§ **Task objective**
Every entry must be repeated exactly in the answer.

§ **Information**
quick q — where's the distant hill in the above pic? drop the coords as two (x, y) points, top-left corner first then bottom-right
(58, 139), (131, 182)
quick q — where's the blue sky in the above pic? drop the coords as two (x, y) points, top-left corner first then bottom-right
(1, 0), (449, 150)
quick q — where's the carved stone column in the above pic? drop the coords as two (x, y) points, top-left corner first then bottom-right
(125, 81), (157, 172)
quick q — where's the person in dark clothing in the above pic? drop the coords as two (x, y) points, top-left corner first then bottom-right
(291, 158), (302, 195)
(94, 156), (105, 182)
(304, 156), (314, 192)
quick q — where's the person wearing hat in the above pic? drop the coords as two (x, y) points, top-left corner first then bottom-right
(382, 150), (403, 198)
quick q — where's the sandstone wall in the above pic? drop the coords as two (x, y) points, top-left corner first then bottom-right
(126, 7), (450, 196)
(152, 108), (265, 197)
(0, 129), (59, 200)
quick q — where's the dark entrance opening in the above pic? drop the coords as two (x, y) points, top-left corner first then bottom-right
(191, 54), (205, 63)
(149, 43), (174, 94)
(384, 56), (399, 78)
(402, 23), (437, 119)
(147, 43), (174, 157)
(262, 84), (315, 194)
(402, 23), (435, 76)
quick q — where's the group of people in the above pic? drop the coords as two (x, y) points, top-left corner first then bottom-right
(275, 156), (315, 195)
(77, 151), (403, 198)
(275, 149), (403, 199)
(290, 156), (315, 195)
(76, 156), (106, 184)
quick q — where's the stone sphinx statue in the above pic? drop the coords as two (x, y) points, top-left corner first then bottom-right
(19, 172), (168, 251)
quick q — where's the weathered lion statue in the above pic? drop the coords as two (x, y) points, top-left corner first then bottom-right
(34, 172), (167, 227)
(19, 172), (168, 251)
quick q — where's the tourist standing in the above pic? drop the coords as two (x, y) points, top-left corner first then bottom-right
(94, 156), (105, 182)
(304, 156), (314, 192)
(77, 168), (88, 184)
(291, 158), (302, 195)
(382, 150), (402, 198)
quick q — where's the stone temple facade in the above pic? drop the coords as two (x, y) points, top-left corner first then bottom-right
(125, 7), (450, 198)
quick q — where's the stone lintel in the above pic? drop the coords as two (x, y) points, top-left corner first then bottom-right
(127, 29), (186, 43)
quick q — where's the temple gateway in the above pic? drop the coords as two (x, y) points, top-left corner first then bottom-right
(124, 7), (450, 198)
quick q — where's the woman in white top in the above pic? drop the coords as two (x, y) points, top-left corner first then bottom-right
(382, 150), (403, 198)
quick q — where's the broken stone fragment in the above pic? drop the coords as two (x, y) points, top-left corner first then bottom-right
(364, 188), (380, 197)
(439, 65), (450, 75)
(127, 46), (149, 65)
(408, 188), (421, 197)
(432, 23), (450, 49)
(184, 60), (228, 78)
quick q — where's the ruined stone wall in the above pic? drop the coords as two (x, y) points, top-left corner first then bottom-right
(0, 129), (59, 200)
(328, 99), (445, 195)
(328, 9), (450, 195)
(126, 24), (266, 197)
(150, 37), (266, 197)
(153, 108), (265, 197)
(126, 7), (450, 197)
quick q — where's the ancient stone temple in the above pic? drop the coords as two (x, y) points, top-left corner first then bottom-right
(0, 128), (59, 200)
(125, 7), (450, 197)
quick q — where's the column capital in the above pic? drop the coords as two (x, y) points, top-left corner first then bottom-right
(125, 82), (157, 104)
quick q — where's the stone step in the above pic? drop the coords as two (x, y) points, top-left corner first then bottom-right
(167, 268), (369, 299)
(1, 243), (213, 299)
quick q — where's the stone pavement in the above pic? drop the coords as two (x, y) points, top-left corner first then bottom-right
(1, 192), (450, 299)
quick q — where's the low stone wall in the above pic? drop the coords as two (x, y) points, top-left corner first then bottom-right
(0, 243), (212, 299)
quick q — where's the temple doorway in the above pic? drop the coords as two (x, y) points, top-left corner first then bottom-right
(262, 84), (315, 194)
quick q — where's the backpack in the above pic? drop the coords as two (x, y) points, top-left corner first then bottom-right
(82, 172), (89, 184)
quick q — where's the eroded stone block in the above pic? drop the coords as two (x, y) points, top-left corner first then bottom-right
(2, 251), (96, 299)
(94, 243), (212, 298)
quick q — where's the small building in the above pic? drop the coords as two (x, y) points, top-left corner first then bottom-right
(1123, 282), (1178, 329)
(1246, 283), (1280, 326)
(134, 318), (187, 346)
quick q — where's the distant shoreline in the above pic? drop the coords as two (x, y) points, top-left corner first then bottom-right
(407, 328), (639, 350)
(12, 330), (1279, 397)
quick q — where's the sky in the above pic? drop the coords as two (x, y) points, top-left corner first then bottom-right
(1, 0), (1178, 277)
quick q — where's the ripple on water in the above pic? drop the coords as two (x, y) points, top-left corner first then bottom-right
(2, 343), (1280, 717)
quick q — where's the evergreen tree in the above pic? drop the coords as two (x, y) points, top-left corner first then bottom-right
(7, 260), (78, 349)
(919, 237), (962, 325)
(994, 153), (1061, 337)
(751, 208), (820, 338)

§ **Task response**
quick q — where's the distant hill in the above pic? drop the coords as two (x, y) points, top-left corner first then bottom-right
(58, 139), (131, 182)
quick q — where's the blue sky in the above pic? drop the coords as two (x, y) points, top-left corner first then bottom-right
(1, 0), (449, 150)
quick q — where's the carved stone column in the above pic? drop the coords as two (x, y) points, top-left corner first then bottom-right
(125, 81), (157, 172)
quick q — where's the person in dark clothing in the above pic? drop the coords as two (x, y) points, top-left corner first then bottom-right
(291, 158), (302, 195)
(94, 156), (105, 182)
(304, 156), (314, 192)
quick q — where's the person wearing hat in the above pic? drop the coords as two (x, y) points, top-left corner first then bottom-right
(382, 150), (403, 198)
quick q — where's the sandstone wall in the above pic? drop the coords as two (x, y) points, top-left corner first then bottom-right
(126, 7), (450, 196)
(152, 108), (265, 197)
(0, 129), (59, 200)
quick q — where's the dark entrance opening in the above pic? drop the coords as two (x, y) points, top-left corner first then bottom-right
(191, 54), (205, 63)
(149, 43), (174, 94)
(384, 56), (399, 78)
(402, 23), (437, 119)
(147, 43), (174, 157)
(262, 84), (315, 194)
(402, 23), (435, 76)
quick q — where's the group of people in the above pic? drop the coords as two (x, y) points, top-left corner first then bottom-right
(275, 156), (315, 195)
(77, 151), (403, 198)
(275, 149), (403, 199)
(290, 156), (315, 195)
(76, 156), (106, 184)
quick q — where's the stone sphinx statue in the above pic? drop the coords as two (x, y) points, top-left corner first then bottom-right
(19, 172), (168, 251)
quick q — where's the weathered lion statue in the above pic? drop the coords as two (x, y) points, top-left corner first then bottom-right
(34, 172), (167, 227)
(19, 172), (168, 251)
quick q — where's the tourist standing in the above pic? drop the coords as two (x, y) points, top-left corner first then bottom-right
(94, 156), (105, 182)
(304, 156), (314, 192)
(77, 168), (88, 184)
(291, 158), (302, 195)
(382, 150), (402, 198)
quick q — where's the stone temple facade in the above pic? drop the coords as two (x, y) points, top-left corner first then bottom-right
(125, 7), (450, 198)
quick q — where's the stone lintel in the above pic? drop the coords as two (x, y) points, top-left corner first then bottom-right
(127, 29), (186, 43)
quick q — where's the temple gateway in the above pic? drop the coords as two (x, y) points, top-left corner first then bottom-right
(124, 7), (450, 198)
quick q — where's the woman in white top in the above pic? drop the coords as two (x, y) points, top-left corner first then bottom-right
(382, 150), (403, 198)
quick q — where's the broken stone fragment in the above pic? drop the coords as two (x, y) points, top-left corner first then bottom-right
(364, 188), (380, 197)
(439, 65), (450, 75)
(127, 46), (149, 65)
(408, 188), (421, 197)
(432, 23), (450, 49)
(184, 60), (228, 78)
quick q — where's the ruined stone wall in the above pic? drop the coords as two (x, y) points, top-left corner first then bottom-right
(0, 129), (59, 200)
(328, 99), (445, 195)
(328, 9), (450, 195)
(126, 24), (266, 197)
(150, 37), (266, 197)
(153, 108), (265, 197)
(126, 7), (450, 197)
quick q — where's the ancient stone temple in the above pic? drop the coords as two (x, y) points, top-left corner first then bottom-right
(0, 128), (59, 200)
(125, 7), (450, 197)
quick q — where's the column capital in the above pic? drop the coords as two (x, y) points, top-left corner first then bottom-right
(125, 82), (157, 104)
quick q — where's the stone step in the above pic? drop the coords as two (x, y) points, top-left corner first then bottom-right
(167, 268), (369, 299)
(1, 243), (213, 299)
quick q — where's the stone pavement in the above pic? drop the coords as two (x, y) points, top-left corner first then bottom-right
(1, 192), (450, 299)
quick q — where's the low stone wall in the above pic? drop the coords as two (x, y) points, top-left corner first then bottom-right
(0, 243), (212, 299)
quick q — where's the temple doorway in the above pic? drop the coords as two (x, y) points, top-left corner first then bottom-right
(262, 84), (315, 194)
quick q — where's the backpack in the above pic? drop the coords as two (x, y) points, top-left corner first then bottom-right
(82, 172), (89, 184)
quick q — where's the eroded stone block in the above pic? drop the coords as two (x, y) points, top-left corner first then bottom-right
(2, 251), (96, 299)
(94, 243), (212, 298)
quick q — where's the small building in the above pic? drop the coords as two (x, y) points, top-left corner first then bottom-right
(1123, 282), (1178, 329)
(1246, 283), (1280, 326)
(134, 318), (187, 346)
quick q — where's the distant shoreline in the above pic? drop the coords as two (x, y) points, top-left corner first then bottom-right
(407, 328), (639, 350)
(12, 330), (1279, 397)
quick q — where's the sky in the above pic? drop the coords as two (x, y) points, top-left corner first then bottom-right
(1, 0), (1178, 277)
quick q — where's the ripple on water in the above pic? drop the coords as two (x, y) points, top-left corner first then bottom-right
(2, 343), (1280, 717)
quick q — where's the evergreen tree in the above pic? drop the coords as two (x, y) points, top-left corner first then bottom-right
(7, 260), (78, 349)
(919, 237), (962, 325)
(994, 153), (1061, 337)
(751, 208), (820, 338)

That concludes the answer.